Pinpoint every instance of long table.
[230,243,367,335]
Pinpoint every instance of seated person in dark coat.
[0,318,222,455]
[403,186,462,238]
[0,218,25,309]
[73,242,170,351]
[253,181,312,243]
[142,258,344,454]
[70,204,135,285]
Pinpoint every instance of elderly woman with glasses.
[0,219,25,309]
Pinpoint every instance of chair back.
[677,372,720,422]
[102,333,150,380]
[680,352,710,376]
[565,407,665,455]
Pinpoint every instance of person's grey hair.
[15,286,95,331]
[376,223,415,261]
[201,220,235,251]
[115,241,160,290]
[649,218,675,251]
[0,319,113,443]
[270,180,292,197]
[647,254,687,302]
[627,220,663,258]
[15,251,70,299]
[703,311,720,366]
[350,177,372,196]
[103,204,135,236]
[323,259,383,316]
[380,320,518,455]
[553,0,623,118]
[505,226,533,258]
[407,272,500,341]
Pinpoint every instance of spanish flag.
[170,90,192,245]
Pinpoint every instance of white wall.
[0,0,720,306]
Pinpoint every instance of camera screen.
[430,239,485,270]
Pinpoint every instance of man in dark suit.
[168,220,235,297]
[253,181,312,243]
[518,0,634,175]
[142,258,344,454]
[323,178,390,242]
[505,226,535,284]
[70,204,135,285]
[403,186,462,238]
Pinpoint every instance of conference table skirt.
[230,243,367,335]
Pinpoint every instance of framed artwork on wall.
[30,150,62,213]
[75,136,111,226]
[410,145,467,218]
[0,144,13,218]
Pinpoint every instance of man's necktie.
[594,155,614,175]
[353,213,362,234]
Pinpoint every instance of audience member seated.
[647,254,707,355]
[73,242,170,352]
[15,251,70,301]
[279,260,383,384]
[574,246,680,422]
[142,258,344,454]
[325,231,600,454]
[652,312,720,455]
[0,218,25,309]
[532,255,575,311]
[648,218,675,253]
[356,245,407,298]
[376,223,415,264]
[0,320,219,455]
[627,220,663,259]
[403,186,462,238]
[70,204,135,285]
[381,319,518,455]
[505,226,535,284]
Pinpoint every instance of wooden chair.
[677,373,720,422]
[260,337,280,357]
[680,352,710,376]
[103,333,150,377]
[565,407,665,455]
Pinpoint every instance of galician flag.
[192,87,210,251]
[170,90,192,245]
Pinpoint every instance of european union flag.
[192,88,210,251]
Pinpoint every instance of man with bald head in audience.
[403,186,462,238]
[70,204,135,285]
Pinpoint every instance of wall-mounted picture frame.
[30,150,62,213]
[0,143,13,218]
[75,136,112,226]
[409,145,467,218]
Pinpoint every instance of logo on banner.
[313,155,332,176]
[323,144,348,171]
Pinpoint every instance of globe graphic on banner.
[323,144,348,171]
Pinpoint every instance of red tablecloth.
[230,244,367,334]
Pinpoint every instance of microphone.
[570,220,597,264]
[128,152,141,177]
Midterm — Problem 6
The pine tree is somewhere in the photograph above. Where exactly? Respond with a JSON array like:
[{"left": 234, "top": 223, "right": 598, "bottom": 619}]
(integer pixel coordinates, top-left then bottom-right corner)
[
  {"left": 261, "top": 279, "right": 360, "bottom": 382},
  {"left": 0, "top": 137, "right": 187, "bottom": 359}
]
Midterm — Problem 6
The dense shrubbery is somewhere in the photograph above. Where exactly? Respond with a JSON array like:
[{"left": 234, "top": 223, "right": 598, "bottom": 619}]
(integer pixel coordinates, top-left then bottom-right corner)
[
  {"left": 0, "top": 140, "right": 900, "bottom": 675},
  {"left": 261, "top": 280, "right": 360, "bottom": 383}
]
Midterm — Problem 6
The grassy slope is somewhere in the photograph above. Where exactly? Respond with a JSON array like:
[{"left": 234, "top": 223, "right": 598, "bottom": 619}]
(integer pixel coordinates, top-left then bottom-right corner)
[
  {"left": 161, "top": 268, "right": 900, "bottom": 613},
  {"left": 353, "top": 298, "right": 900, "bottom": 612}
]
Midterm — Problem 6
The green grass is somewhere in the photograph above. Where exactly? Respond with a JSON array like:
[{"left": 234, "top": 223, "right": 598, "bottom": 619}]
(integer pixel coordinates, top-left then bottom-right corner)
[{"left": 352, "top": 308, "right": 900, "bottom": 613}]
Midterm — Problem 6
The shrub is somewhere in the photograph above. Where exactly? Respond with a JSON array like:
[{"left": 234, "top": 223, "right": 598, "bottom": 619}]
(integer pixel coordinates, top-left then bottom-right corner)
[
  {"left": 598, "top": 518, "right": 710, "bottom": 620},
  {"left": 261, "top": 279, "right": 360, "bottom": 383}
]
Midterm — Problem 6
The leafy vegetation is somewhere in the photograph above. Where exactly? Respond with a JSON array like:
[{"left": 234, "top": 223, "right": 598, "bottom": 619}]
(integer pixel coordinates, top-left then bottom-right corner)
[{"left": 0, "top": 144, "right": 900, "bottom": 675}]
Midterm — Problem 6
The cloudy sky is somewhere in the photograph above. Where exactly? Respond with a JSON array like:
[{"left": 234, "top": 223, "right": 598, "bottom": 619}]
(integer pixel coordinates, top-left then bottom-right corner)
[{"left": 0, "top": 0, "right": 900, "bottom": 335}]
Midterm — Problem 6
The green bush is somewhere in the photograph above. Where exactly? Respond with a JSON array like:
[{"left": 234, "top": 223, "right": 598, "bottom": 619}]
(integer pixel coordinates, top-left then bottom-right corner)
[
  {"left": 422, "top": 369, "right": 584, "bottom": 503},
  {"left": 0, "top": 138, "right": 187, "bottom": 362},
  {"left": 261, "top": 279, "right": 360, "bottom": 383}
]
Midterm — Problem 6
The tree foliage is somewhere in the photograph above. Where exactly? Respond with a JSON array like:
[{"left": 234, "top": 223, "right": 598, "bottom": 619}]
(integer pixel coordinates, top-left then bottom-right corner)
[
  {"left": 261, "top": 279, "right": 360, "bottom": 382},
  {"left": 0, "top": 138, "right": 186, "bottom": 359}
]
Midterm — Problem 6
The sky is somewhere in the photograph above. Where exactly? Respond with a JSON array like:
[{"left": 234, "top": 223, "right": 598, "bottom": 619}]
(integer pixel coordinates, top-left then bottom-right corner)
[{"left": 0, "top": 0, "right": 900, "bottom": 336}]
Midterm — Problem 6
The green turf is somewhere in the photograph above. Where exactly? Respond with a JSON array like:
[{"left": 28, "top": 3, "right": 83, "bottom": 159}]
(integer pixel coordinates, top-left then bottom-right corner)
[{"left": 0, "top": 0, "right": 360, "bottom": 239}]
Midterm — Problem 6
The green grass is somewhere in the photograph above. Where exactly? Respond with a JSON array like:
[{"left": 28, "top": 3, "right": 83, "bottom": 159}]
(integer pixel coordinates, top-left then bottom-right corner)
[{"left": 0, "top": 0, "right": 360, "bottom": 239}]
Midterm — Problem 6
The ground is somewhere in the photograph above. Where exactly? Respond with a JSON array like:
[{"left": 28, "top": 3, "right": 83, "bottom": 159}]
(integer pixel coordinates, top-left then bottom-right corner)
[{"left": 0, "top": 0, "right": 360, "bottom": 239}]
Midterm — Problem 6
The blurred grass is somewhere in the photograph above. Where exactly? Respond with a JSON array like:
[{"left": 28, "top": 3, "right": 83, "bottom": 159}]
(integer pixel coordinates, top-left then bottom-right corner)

=-=-=-=-=

▸ TASK TO COMPLETE
Reproduce all of the material above, substituting "Locate" for every occurrence of "Pinpoint" and leaving everything else unchanged.

▸ EXERCISE SOLUTION
Locate every instance of long table.
[230,243,367,335]
Locate every instance of seated person in dark coat.
[0,318,222,455]
[403,186,462,238]
[0,218,25,309]
[73,242,170,351]
[253,181,312,243]
[142,258,344,454]
[70,204,135,285]
Locate every instance of elderly woman with glasses.
[0,219,25,309]
Locate every instance of chair back.
[677,372,720,422]
[102,333,150,380]
[680,352,710,376]
[565,407,665,455]
Locate every instance of person's grey hair.
[15,286,95,331]
[376,223,415,261]
[201,220,235,251]
[115,241,160,290]
[649,218,675,251]
[0,319,113,443]
[270,180,292,197]
[647,254,687,302]
[627,220,663,258]
[15,251,70,299]
[703,311,720,366]
[350,177,372,196]
[103,204,135,236]
[323,259,383,316]
[380,320,518,455]
[553,0,623,118]
[505,226,533,258]
[407,272,500,341]
Locate every instance of spanish flag.
[170,90,192,245]
Locate every instance of white wall.
[0,0,720,306]
Locate every instance of camera screen.
[430,239,485,270]
Locate every instance of man in dark suit.
[168,220,235,297]
[253,181,312,243]
[518,0,634,175]
[142,258,344,454]
[323,178,390,242]
[505,226,535,284]
[70,204,135,285]
[403,186,462,238]
Locate every instance of conference table skirt.
[230,243,367,335]
Locate every instance of framed artwork on wall.
[30,150,62,213]
[75,136,111,226]
[410,145,467,218]
[0,144,13,218]
Locate every instance of man's necktie.
[594,155,614,175]
[353,213,362,234]
Locate every instance of audience member seated.
[647,254,707,355]
[73,242,170,352]
[15,251,70,301]
[279,260,383,384]
[574,246,680,422]
[142,258,344,454]
[325,231,600,454]
[652,312,720,455]
[0,218,25,309]
[532,255,575,311]
[648,218,675,253]
[356,245,407,298]
[376,223,415,264]
[0,320,219,455]
[627,220,663,259]
[403,186,462,238]
[70,204,135,285]
[381,319,518,455]
[505,226,535,284]
Locate every instance of wooden chair.
[677,373,720,422]
[260,337,280,357]
[680,352,710,376]
[103,333,150,377]
[565,407,665,455]
Locate every instance of galician flag.
[192,87,210,251]
[170,90,192,245]
Locate every instance of european union flag.
[192,88,210,251]
Locate every instance of man with bald head in audience.
[403,186,462,238]
[70,204,135,285]
Locate every instance of wall-mounted picture frame.
[30,150,62,213]
[0,143,13,218]
[75,136,112,226]
[409,145,467,218]
Locate every instance of logo on banner.
[313,155,332,176]
[323,144,348,171]
Locate every instance of globe graphic on banner.
[323,144,348,171]
Locate every instance of red tablecloth.
[230,244,367,334]
Locate every instance of microphone.
[570,220,597,264]
[128,152,141,177]
Midterm — Problem 6
The pine tree is somewhere in the photograph above. Where exactly? Respond with a JSON array like:
[{"left": 234, "top": 223, "right": 598, "bottom": 619}]
(integer pixel coordinates, top-left then bottom-right corner)
[
  {"left": 261, "top": 279, "right": 360, "bottom": 382},
  {"left": 0, "top": 137, "right": 187, "bottom": 359}
]
Midterm — Problem 6
The dense shrubbery is somewhere in the photograph above. Where exactly? Respond with a JSON array like:
[{"left": 234, "top": 223, "right": 598, "bottom": 619}]
(integer pixel coordinates, top-left then bottom-right corner)
[
  {"left": 0, "top": 140, "right": 900, "bottom": 675},
  {"left": 261, "top": 280, "right": 360, "bottom": 383}
]
Midterm — Problem 6
The grassy slope is somewhere in the photograph above. Where exactly? Respond with a JSON array like:
[{"left": 234, "top": 223, "right": 598, "bottom": 619}]
(integer pixel coordinates, top-left then bottom-right corner)
[
  {"left": 161, "top": 268, "right": 900, "bottom": 613},
  {"left": 353, "top": 298, "right": 900, "bottom": 612}
]
Midterm — Problem 6
The green grass is somewhere in the photograph above. Where exactly? Respond with a JSON array like:
[{"left": 234, "top": 223, "right": 598, "bottom": 619}]
(integer pixel coordinates, top-left then bottom-right corner)
[{"left": 352, "top": 308, "right": 900, "bottom": 613}]
Midterm — Problem 6
The shrub is somewhere in the photograph above. Where exactly? Respond with a JSON array like:
[{"left": 234, "top": 223, "right": 598, "bottom": 619}]
(integer pixel coordinates, top-left then bottom-right corner)
[
  {"left": 598, "top": 518, "right": 710, "bottom": 620},
  {"left": 261, "top": 279, "right": 360, "bottom": 383}
]
Midterm — Problem 6
The leafy vegetation is somewhere in the photograph above. Where exactly? Respond with a JSON array like:
[{"left": 234, "top": 223, "right": 598, "bottom": 619}]
(integer pixel coordinates, top-left then bottom-right corner)
[{"left": 0, "top": 144, "right": 900, "bottom": 675}]
Midterm — Problem 6
The cloudy sky is somewhere in the photograph above. Where exactly? Respond with a JSON array like:
[{"left": 234, "top": 223, "right": 598, "bottom": 619}]
(integer pixel coordinates, top-left then bottom-right corner)
[{"left": 0, "top": 0, "right": 900, "bottom": 335}]
Midterm — Problem 6
The green bush is somewhere in the photograph above. Where exactly? Respond with a JSON array like:
[{"left": 234, "top": 223, "right": 598, "bottom": 619}]
(integer pixel coordinates, top-left then bottom-right corner)
[
  {"left": 422, "top": 369, "right": 584, "bottom": 503},
  {"left": 0, "top": 138, "right": 187, "bottom": 362},
  {"left": 261, "top": 279, "right": 360, "bottom": 383}
]
Midterm — Problem 6
The tree foliage is somewhere in the photograph above. Where exactly? Respond with a JSON array like:
[{"left": 234, "top": 223, "right": 598, "bottom": 619}]
(integer pixel coordinates, top-left then bottom-right corner)
[
  {"left": 261, "top": 279, "right": 360, "bottom": 382},
  {"left": 0, "top": 138, "right": 186, "bottom": 359}
]
Midterm — Problem 6
The sky is somewhere in the photograph above. Where exactly? Respond with a JSON array like:
[{"left": 234, "top": 223, "right": 598, "bottom": 619}]
(integer pixel coordinates, top-left then bottom-right corner)
[{"left": 0, "top": 0, "right": 900, "bottom": 336}]
Midterm — Problem 6
The green turf is somewhere in the photograph above. Where exactly? Respond with a JSON array like:
[{"left": 28, "top": 3, "right": 83, "bottom": 159}]
(integer pixel coordinates, top-left then bottom-right corner)
[{"left": 0, "top": 0, "right": 360, "bottom": 239}]
Midterm — Problem 6
The green grass is somewhere in the photograph above. Where exactly? Respond with a JSON array like:
[{"left": 28, "top": 3, "right": 83, "bottom": 159}]
(integer pixel coordinates, top-left then bottom-right corner)
[{"left": 0, "top": 0, "right": 360, "bottom": 239}]
Midterm — Problem 6
The ground is somewhere in the photograph above. Where exactly? Respond with a JSON array like:
[{"left": 28, "top": 3, "right": 83, "bottom": 159}]
(integer pixel coordinates, top-left then bottom-right corner)
[{"left": 0, "top": 0, "right": 360, "bottom": 239}]
Midterm — Problem 6
The blurred grass is somewhere in the photograph above. Where exactly? Respond with a JSON array like:
[{"left": 28, "top": 3, "right": 83, "bottom": 159}]
(integer pixel coordinates, top-left then bottom-right corner)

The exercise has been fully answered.